- _EXERCISE AIM_: Go through the data below. List every line that holds the word "shrub".

Collected data
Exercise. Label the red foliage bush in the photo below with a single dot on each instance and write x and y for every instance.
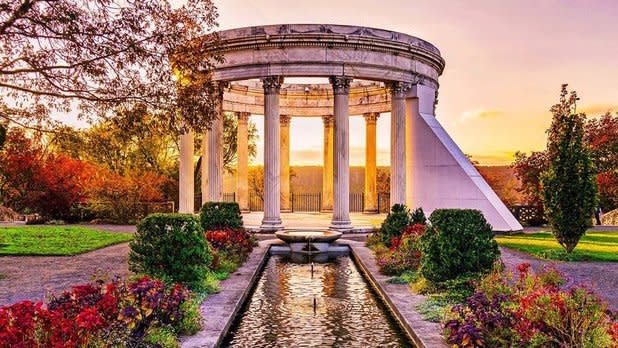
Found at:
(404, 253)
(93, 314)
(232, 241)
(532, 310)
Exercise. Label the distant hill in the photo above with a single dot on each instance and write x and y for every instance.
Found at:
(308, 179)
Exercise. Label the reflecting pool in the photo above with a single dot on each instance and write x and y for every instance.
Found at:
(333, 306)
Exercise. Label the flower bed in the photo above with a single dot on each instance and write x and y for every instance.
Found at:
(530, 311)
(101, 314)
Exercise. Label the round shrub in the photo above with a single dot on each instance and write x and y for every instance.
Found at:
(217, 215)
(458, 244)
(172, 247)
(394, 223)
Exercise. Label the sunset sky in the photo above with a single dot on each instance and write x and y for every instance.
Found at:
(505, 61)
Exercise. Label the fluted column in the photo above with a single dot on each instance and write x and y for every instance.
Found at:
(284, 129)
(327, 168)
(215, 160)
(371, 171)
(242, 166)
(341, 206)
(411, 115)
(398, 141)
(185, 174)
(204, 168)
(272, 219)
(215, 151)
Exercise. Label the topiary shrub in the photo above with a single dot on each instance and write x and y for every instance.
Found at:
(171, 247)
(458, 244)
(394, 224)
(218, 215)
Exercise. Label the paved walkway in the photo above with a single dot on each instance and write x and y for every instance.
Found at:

- _RESPONSE_:
Exercise. Label the round shrub in the photo above with a single dot on each instance and write x and y for every instance.
Exercise. Label the topiary shrub in the photo above with a single dot on each instance and write x and y for every instance.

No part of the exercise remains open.